Locate each line in the records below that contains the word "center" and copy those lines. Case counts.

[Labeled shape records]
* * * * * * * * *

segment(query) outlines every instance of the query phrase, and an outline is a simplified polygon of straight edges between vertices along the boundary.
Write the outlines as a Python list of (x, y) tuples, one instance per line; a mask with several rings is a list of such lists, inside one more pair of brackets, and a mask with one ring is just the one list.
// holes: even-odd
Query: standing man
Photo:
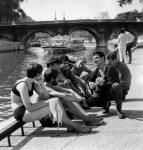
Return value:
[(132, 78), (131, 72), (127, 65), (123, 64), (117, 59), (116, 51), (109, 52), (107, 54), (107, 60), (111, 65), (113, 65), (116, 68), (119, 74), (120, 84), (122, 85), (123, 89), (122, 100), (124, 101), (131, 86), (131, 78)]
[(129, 33), (129, 32), (126, 32), (126, 35), (128, 36), (128, 42), (127, 42), (127, 47), (126, 47), (126, 54), (128, 53), (129, 55), (129, 62), (128, 64), (131, 64), (132, 63), (132, 47), (134, 45), (134, 36)]
[[(99, 103), (114, 99), (117, 115), (119, 119), (124, 119), (125, 115), (122, 112), (123, 90), (116, 69), (110, 64), (105, 65), (105, 54), (102, 51), (93, 53), (93, 60), (97, 68), (89, 79), (89, 87), (93, 91), (93, 97), (87, 99), (87, 104), (89, 106), (94, 104), (97, 98)], [(108, 103), (105, 108), (107, 113), (110, 104)]]
[(120, 61), (127, 64), (126, 59), (126, 45), (129, 37), (126, 35), (125, 30), (120, 30), (120, 34), (118, 36), (118, 48), (119, 48), (119, 58)]

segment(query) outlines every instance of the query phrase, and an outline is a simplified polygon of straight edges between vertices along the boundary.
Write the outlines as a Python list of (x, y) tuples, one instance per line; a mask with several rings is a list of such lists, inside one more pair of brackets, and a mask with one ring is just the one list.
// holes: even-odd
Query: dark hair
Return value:
[(41, 74), (43, 71), (43, 67), (41, 64), (37, 62), (32, 62), (27, 66), (27, 77), (34, 78), (37, 75)]
[(69, 62), (69, 63), (75, 63), (75, 62), (76, 62), (76, 61), (70, 60), (67, 55), (61, 55), (61, 56), (59, 57), (59, 61), (60, 61), (61, 63), (63, 63), (64, 61), (67, 61), (67, 62)]
[(125, 30), (124, 30), (124, 29), (121, 29), (121, 30), (120, 30), (120, 33), (125, 33)]
[(115, 44), (114, 47), (115, 47), (115, 48), (118, 47), (118, 44)]
[(59, 63), (60, 63), (59, 59), (54, 57), (54, 58), (49, 58), (49, 60), (46, 62), (46, 65), (49, 68), (50, 65), (59, 64)]
[(99, 55), (101, 58), (104, 57), (104, 61), (105, 61), (105, 54), (102, 51), (93, 52), (93, 56), (94, 55)]
[(107, 59), (115, 60), (117, 59), (117, 52), (113, 51), (107, 54)]
[(50, 82), (51, 79), (56, 79), (56, 77), (58, 76), (59, 72), (56, 70), (56, 69), (46, 69), (44, 71), (44, 79), (45, 79), (45, 82)]

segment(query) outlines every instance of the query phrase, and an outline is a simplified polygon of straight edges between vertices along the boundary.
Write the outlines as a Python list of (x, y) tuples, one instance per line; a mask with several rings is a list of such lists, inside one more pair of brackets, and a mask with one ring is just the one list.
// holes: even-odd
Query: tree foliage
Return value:
[[(143, 0), (139, 0), (140, 3), (143, 3)], [(132, 4), (133, 0), (118, 0), (119, 6), (127, 5), (127, 4)]]

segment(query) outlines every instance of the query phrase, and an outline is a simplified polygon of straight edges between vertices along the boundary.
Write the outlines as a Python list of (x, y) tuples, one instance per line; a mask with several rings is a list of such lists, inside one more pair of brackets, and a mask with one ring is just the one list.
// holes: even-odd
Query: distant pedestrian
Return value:
[(132, 63), (132, 47), (134, 46), (134, 36), (129, 33), (129, 32), (126, 32), (126, 35), (128, 36), (128, 42), (127, 42), (127, 47), (126, 47), (126, 54), (129, 55), (129, 62), (128, 64), (131, 64)]
[(120, 61), (127, 64), (126, 59), (126, 44), (128, 41), (128, 36), (125, 33), (125, 30), (120, 30), (120, 34), (118, 36), (118, 49), (119, 49), (119, 58)]

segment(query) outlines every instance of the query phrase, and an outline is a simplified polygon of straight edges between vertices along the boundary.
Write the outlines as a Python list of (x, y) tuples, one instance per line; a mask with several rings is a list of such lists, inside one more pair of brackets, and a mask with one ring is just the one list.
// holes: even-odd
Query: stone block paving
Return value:
[[(93, 127), (91, 133), (67, 133), (66, 128), (43, 128), (39, 122), (33, 128), (25, 125), (25, 136), (19, 130), (12, 135), (13, 147), (7, 147), (7, 139), (0, 142), (1, 150), (143, 150), (143, 49), (133, 53), (129, 64), (132, 85), (123, 102), (126, 119), (118, 119), (115, 103), (110, 113), (104, 115), (104, 124)], [(103, 116), (100, 108), (89, 110)]]

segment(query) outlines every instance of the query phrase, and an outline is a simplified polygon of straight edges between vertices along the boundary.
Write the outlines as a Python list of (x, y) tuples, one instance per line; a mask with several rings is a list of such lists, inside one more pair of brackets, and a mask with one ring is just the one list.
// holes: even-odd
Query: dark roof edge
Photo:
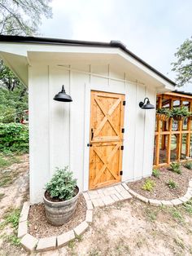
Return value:
[(184, 91), (184, 90), (173, 90), (172, 92), (178, 93), (178, 94), (183, 95), (190, 95), (190, 96), (192, 95), (192, 92), (187, 92), (187, 91)]
[(70, 46), (101, 46), (101, 47), (116, 47), (123, 50), (124, 52), (133, 57), (135, 60), (142, 63), (144, 66), (155, 73), (157, 75), (171, 83), (172, 86), (176, 86), (176, 83), (162, 74), (160, 72), (151, 67), (144, 60), (137, 57), (133, 52), (129, 51), (126, 46), (120, 41), (112, 40), (110, 42), (92, 42), (92, 41), (79, 41), (71, 39), (59, 39), (59, 38), (38, 38), (38, 37), (21, 37), (21, 36), (6, 36), (0, 35), (0, 42), (26, 42), (26, 43), (40, 43), (40, 44), (51, 44), (51, 45), (70, 45)]

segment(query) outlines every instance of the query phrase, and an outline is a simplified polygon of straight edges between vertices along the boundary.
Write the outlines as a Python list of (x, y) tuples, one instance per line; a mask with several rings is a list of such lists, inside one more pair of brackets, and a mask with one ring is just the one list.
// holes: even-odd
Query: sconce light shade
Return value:
[(68, 95), (64, 90), (64, 86), (62, 86), (62, 90), (55, 97), (55, 100), (63, 101), (63, 102), (71, 102), (72, 101), (70, 95)]
[[(146, 99), (147, 99), (146, 103), (145, 104), (145, 101)], [(144, 101), (141, 101), (139, 103), (139, 107), (142, 109), (153, 109), (155, 108), (155, 106), (152, 105), (151, 103), (150, 103), (150, 100), (149, 100), (149, 98), (145, 98), (144, 99)]]

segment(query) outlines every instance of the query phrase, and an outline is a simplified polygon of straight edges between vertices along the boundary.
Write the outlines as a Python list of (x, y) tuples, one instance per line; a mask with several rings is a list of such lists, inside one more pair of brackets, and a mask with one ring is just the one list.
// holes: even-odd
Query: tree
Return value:
[(177, 74), (177, 86), (192, 82), (192, 37), (186, 39), (175, 53), (177, 61), (172, 63), (172, 71)]
[[(0, 0), (0, 34), (32, 36), (51, 0)], [(28, 88), (0, 60), (0, 122), (19, 121), (28, 108)]]
[(0, 34), (36, 34), (41, 15), (52, 15), (51, 0), (0, 0)]

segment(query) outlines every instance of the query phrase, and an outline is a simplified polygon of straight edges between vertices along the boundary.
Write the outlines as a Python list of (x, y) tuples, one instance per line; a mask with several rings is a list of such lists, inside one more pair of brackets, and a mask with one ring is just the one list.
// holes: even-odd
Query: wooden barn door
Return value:
[(124, 95), (91, 91), (89, 189), (121, 180)]

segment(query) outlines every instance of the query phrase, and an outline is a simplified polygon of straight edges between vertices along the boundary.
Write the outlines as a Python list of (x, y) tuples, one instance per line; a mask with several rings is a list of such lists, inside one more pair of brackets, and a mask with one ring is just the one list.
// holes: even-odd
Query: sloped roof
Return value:
[(148, 64), (146, 62), (140, 59), (138, 56), (134, 55), (120, 41), (111, 41), (110, 42), (92, 42), (92, 41), (79, 41), (79, 40), (69, 40), (69, 39), (59, 39), (59, 38), (38, 38), (38, 37), (20, 37), (20, 36), (6, 36), (0, 35), (0, 42), (20, 42), (20, 43), (37, 43), (37, 44), (46, 44), (46, 45), (65, 45), (65, 46), (101, 46), (101, 47), (115, 47), (120, 48), (133, 58), (137, 60), (138, 62), (142, 64), (144, 66), (155, 73), (157, 75), (165, 79), (167, 82), (171, 83), (172, 86), (176, 86), (176, 83), (162, 74), (160, 72), (154, 68), (152, 66)]

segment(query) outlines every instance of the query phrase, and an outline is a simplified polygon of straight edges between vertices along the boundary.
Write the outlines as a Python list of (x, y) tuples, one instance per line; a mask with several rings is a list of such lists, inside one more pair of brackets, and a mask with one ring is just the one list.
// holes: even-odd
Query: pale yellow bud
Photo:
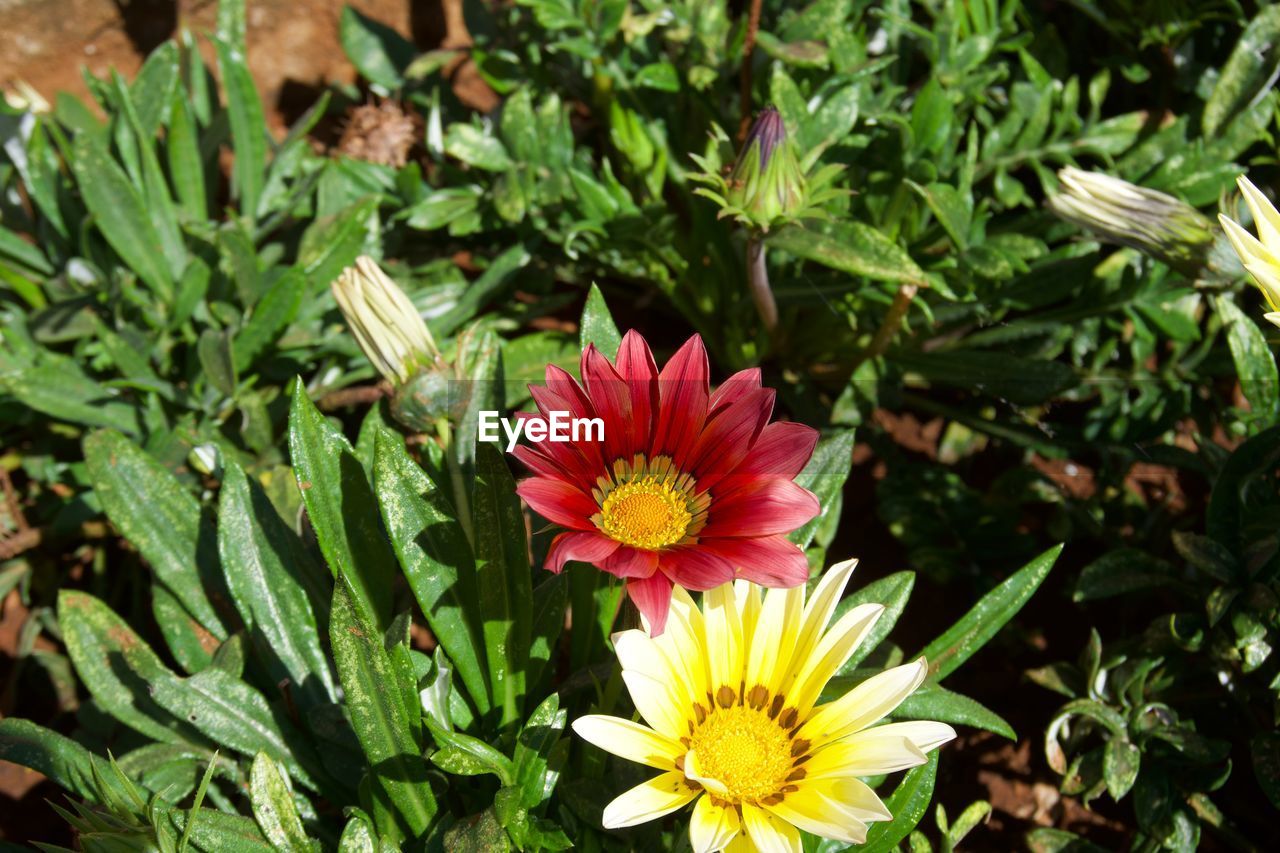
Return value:
[(392, 384), (404, 384), (439, 357), (422, 316), (372, 257), (362, 255), (342, 270), (333, 295), (360, 348)]

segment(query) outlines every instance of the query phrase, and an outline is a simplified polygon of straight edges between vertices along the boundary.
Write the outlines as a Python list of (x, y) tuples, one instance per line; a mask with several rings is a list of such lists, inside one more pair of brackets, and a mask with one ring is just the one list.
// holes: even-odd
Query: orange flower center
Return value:
[(646, 551), (676, 544), (694, 517), (685, 503), (684, 492), (671, 480), (650, 475), (623, 483), (600, 507), (604, 532), (622, 544)]
[(694, 478), (669, 459), (620, 459), (611, 474), (596, 480), (593, 496), (600, 511), (591, 520), (614, 542), (659, 551), (690, 542), (707, 523), (710, 497), (696, 494)]
[(698, 774), (724, 786), (723, 798), (776, 802), (792, 775), (791, 735), (765, 711), (713, 708), (690, 739)]

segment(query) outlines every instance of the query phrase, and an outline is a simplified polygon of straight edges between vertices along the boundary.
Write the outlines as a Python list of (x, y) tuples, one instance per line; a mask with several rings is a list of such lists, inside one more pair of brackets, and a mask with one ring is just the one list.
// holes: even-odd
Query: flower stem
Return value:
[(746, 238), (746, 283), (764, 328), (773, 334), (778, 328), (778, 304), (773, 301), (773, 291), (769, 288), (769, 269), (764, 264), (764, 240), (759, 234)]

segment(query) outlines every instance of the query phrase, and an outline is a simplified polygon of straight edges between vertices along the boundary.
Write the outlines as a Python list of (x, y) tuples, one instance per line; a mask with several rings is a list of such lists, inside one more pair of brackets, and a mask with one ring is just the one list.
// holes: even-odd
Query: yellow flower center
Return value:
[[(698, 774), (728, 789), (732, 803), (777, 802), (787, 793), (792, 770), (790, 734), (763, 708), (716, 708), (694, 729), (690, 749)], [(803, 774), (799, 774), (803, 776)]]
[(671, 479), (652, 474), (609, 492), (600, 506), (600, 516), (604, 533), (622, 544), (646, 551), (684, 539), (694, 517), (684, 491)]

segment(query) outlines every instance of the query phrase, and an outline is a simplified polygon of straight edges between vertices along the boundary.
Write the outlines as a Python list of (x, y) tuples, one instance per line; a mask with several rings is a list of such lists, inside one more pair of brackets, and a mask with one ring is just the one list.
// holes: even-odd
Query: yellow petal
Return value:
[(741, 827), (737, 811), (721, 808), (710, 797), (703, 797), (694, 803), (694, 813), (689, 820), (689, 843), (694, 853), (723, 850)]
[(818, 749), (805, 762), (805, 781), (835, 776), (878, 776), (923, 765), (928, 758), (906, 738), (897, 735), (868, 738), (878, 729), (868, 729), (847, 740)]
[(666, 684), (676, 706), (691, 708), (694, 702), (705, 694), (692, 693), (687, 670), (682, 661), (672, 660), (669, 644), (658, 643), (641, 630), (626, 630), (613, 635), (613, 651), (623, 672), (639, 672), (655, 681)]
[(820, 706), (800, 727), (797, 736), (817, 747), (861, 731), (901, 704), (920, 686), (927, 672), (923, 657), (878, 672), (835, 702)]
[(796, 686), (787, 694), (787, 704), (795, 707), (801, 717), (809, 713), (822, 688), (827, 686), (831, 676), (845, 665), (883, 612), (883, 605), (854, 607), (822, 635), (808, 661), (795, 662), (794, 666), (800, 669), (800, 675), (796, 678)]
[(750, 803), (742, 803), (742, 833), (760, 853), (800, 853), (803, 849), (795, 826)]
[(712, 693), (726, 684), (737, 690), (742, 683), (742, 615), (733, 598), (733, 584), (703, 593), (703, 620)]
[(1244, 202), (1249, 205), (1249, 213), (1253, 214), (1253, 227), (1258, 229), (1258, 240), (1272, 252), (1280, 251), (1280, 211), (1276, 211), (1275, 205), (1243, 174), (1235, 183), (1244, 195)]
[(858, 566), (856, 560), (846, 560), (828, 569), (823, 573), (822, 580), (818, 581), (818, 587), (813, 590), (813, 597), (805, 603), (800, 633), (796, 637), (795, 651), (792, 652), (792, 665), (788, 667), (788, 672), (780, 685), (783, 693), (790, 693), (795, 679), (800, 675), (799, 667), (804, 665), (804, 661), (809, 660), (813, 649), (818, 646), (818, 640), (827, 629), (827, 622), (831, 620), (836, 605), (840, 603), (840, 596), (845, 592), (845, 584), (849, 583), (849, 575), (852, 574), (855, 566)]
[(580, 738), (627, 761), (671, 770), (685, 748), (676, 740), (658, 734), (639, 722), (591, 713), (573, 721)]
[(685, 784), (685, 775), (678, 770), (654, 776), (604, 807), (604, 829), (635, 826), (657, 820), (676, 811), (694, 797), (698, 797), (698, 792)]
[(780, 820), (797, 826), (819, 838), (829, 838), (845, 844), (865, 844), (867, 824), (856, 817), (855, 809), (833, 800), (813, 785), (787, 794), (767, 808)]
[(685, 753), (685, 779), (695, 781), (713, 794), (728, 795), (728, 788), (718, 779), (705, 775), (698, 766), (698, 752), (690, 749)]
[(769, 693), (776, 693), (782, 686), (782, 670), (791, 663), (797, 634), (795, 626), (800, 625), (803, 612), (803, 592), (771, 589), (764, 594), (764, 605), (746, 657), (748, 690), (763, 684)]
[(622, 680), (631, 694), (631, 703), (655, 731), (677, 740), (689, 734), (684, 707), (676, 703), (666, 684), (630, 670), (622, 671)]

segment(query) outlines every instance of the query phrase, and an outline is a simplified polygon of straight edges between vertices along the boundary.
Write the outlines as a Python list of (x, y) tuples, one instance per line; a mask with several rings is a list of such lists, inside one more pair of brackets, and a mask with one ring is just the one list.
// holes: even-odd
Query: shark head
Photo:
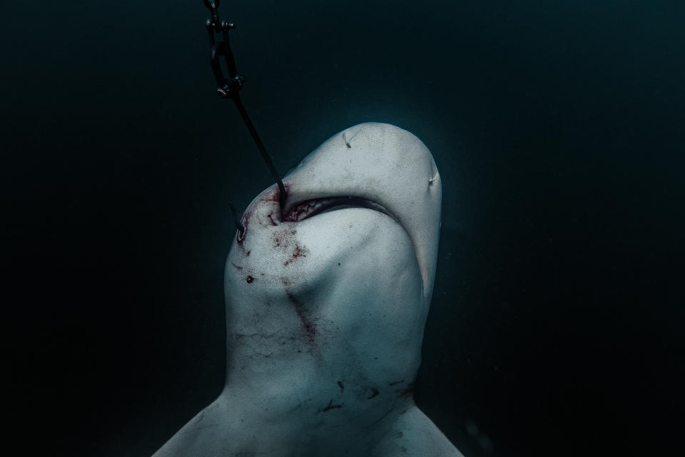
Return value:
[(224, 389), (154, 457), (461, 457), (413, 402), (440, 223), (428, 149), (362, 124), (283, 181), (228, 253)]
[(416, 136), (369, 123), (330, 138), (283, 182), (283, 206), (273, 186), (247, 208), (227, 259), (227, 386), (370, 424), (412, 401), (440, 176)]

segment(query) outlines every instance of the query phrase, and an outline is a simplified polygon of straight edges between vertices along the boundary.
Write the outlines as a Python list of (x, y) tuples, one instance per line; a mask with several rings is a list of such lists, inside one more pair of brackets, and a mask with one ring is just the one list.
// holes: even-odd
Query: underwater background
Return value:
[[(6, 3), (9, 431), (149, 456), (223, 386), (228, 202), (272, 181), (200, 0)], [(415, 396), (467, 457), (679, 455), (685, 2), (221, 4), (281, 173), (365, 121), (431, 150)]]

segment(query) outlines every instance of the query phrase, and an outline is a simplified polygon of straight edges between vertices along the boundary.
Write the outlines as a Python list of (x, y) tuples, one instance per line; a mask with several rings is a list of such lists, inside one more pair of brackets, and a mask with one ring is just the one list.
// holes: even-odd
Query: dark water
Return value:
[[(467, 457), (677, 454), (685, 4), (223, 3), (279, 169), (367, 121), (432, 151), (416, 398)], [(6, 414), (26, 455), (147, 456), (222, 386), (228, 201), (268, 170), (199, 0), (11, 4)]]

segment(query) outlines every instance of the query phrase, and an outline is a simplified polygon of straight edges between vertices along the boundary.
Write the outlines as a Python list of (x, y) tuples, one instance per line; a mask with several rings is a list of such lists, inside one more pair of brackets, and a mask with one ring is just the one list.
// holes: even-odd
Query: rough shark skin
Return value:
[(362, 124), (283, 181), (226, 261), (225, 386), (154, 456), (461, 456), (412, 397), (440, 222), (427, 148)]

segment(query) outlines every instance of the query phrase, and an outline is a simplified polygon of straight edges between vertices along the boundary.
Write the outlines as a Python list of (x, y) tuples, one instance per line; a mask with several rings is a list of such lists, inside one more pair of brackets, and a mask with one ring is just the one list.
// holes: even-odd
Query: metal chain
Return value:
[[(275, 166), (271, 156), (266, 151), (264, 144), (257, 134), (257, 129), (248, 116), (248, 111), (245, 109), (242, 100), (239, 94), (240, 90), (243, 89), (243, 85), (247, 81), (246, 78), (241, 74), (238, 74), (238, 70), (235, 68), (235, 61), (233, 59), (233, 53), (230, 50), (230, 44), (228, 41), (228, 31), (233, 30), (235, 26), (230, 22), (221, 21), (219, 19), (218, 7), (220, 0), (203, 0), (205, 6), (209, 9), (211, 17), (207, 19), (206, 26), (207, 32), (209, 34), (209, 46), (211, 49), (210, 54), (210, 64), (212, 66), (212, 71), (214, 73), (214, 78), (216, 79), (216, 93), (222, 99), (230, 99), (235, 103), (238, 111), (240, 113), (243, 121), (250, 131), (253, 139), (257, 144), (259, 152), (262, 154), (262, 158), (266, 162), (266, 166), (269, 167), (271, 175), (278, 184), (280, 191), (279, 199), (280, 205), (283, 206), (288, 196), (285, 191), (285, 186), (283, 186), (283, 181), (280, 179), (280, 175), (276, 170)], [(215, 35), (220, 34), (223, 41), (217, 41)], [(226, 77), (221, 70), (220, 58), (223, 56), (226, 63), (226, 67), (228, 69), (228, 76)], [(240, 230), (240, 227), (238, 227)], [(244, 230), (244, 228), (243, 228)]]

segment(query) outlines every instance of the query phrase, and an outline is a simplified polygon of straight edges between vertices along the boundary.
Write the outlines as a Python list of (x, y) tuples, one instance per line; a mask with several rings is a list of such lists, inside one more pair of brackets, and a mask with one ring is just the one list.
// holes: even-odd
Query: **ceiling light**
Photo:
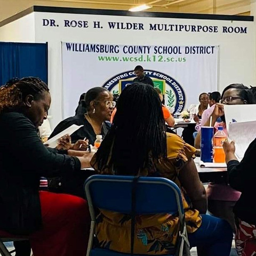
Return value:
[(138, 6), (133, 7), (129, 10), (130, 12), (140, 12), (141, 11), (144, 11), (145, 10), (149, 9), (151, 8), (152, 5), (147, 5), (147, 4), (142, 4), (139, 5)]

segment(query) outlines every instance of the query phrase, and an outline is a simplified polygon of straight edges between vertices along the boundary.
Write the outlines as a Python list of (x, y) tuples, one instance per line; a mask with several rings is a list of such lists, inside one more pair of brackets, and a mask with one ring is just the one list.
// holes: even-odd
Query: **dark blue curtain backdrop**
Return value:
[(36, 76), (47, 83), (47, 44), (0, 42), (0, 86), (13, 77)]

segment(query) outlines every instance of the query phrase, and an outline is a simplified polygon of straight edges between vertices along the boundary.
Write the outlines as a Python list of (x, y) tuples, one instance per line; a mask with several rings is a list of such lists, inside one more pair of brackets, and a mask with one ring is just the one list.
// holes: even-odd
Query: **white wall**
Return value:
[[(66, 13), (36, 13), (36, 42), (48, 42), (49, 83), (52, 101), (50, 114), (55, 126), (61, 119), (61, 42), (133, 45), (220, 45), (220, 91), (233, 83), (255, 85), (255, 36), (254, 22), (250, 21), (195, 20), (149, 17), (131, 17)], [(58, 27), (43, 26), (43, 19), (52, 19)], [(64, 27), (64, 20), (87, 21), (89, 28)], [(93, 28), (100, 21), (102, 29)], [(217, 33), (170, 32), (166, 31), (110, 29), (108, 22), (217, 26)], [(225, 34), (222, 26), (246, 27), (247, 34)], [(133, 67), (131, 67), (131, 69)], [(95, 70), (91, 79), (100, 70)], [(84, 81), (81, 81), (83, 83)], [(101, 85), (95, 85), (95, 86)], [(64, 102), (65, 103), (65, 102)]]
[(35, 13), (0, 27), (0, 41), (35, 43)]

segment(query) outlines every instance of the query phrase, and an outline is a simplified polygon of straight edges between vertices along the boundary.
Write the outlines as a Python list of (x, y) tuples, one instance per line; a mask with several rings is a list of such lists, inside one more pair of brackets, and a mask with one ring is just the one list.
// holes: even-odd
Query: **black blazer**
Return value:
[[(73, 124), (76, 124), (77, 125), (83, 125), (84, 126), (71, 135), (72, 143), (75, 143), (78, 140), (83, 140), (84, 137), (86, 137), (89, 140), (89, 144), (91, 144), (93, 146), (94, 145), (94, 141), (96, 140), (96, 134), (93, 131), (92, 126), (84, 117), (84, 114), (71, 116), (61, 121), (55, 127), (49, 139), (51, 139)], [(101, 133), (101, 134), (102, 135), (102, 139), (105, 138), (109, 130), (110, 129), (110, 126), (111, 124), (109, 122), (104, 121), (103, 122)]]
[(80, 169), (76, 157), (48, 150), (23, 114), (0, 114), (0, 230), (28, 234), (39, 229), (40, 177)]

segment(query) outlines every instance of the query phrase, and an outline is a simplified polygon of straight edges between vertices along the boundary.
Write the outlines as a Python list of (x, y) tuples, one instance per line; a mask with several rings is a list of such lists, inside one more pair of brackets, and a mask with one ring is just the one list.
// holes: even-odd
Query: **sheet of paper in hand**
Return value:
[(229, 124), (256, 120), (256, 104), (224, 105), (226, 124), (229, 133)]
[(58, 134), (55, 135), (50, 140), (45, 141), (44, 144), (45, 145), (48, 145), (49, 148), (55, 148), (57, 146), (58, 141), (62, 137), (66, 134), (68, 134), (69, 136), (72, 134), (76, 131), (80, 129), (83, 125), (77, 125), (76, 124), (73, 124), (72, 125), (68, 127), (66, 129), (64, 130), (62, 132), (60, 132)]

* * * * * * * * *

#### Complete answer
Query: orange flower center
Query: yellow flower center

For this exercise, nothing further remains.